The request >> Which lines in the material below contain the word "mountain"? Show every one of them.

Extracted information >>
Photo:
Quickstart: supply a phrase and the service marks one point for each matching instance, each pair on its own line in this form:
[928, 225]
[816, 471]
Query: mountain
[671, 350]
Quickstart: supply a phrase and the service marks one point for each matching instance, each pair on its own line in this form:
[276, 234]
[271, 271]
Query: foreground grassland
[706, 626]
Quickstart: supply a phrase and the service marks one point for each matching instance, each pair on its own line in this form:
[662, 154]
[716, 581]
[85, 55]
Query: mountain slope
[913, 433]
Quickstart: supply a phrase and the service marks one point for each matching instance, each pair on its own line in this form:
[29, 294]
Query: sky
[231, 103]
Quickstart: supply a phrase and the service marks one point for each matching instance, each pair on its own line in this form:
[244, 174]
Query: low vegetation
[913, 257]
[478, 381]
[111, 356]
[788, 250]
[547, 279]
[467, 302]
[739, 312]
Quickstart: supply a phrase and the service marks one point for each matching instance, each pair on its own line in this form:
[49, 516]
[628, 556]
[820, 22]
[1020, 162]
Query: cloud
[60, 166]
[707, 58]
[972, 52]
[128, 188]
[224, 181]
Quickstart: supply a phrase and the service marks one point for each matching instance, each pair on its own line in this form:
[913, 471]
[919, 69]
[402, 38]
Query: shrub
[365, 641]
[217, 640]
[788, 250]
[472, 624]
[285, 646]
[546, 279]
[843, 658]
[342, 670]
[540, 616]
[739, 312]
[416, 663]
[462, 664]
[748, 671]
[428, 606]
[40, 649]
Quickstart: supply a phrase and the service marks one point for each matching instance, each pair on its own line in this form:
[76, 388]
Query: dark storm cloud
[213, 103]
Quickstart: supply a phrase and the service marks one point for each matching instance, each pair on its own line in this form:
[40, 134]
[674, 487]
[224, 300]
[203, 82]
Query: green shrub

Expected answer >>
Query: mountain
Query: mountain slope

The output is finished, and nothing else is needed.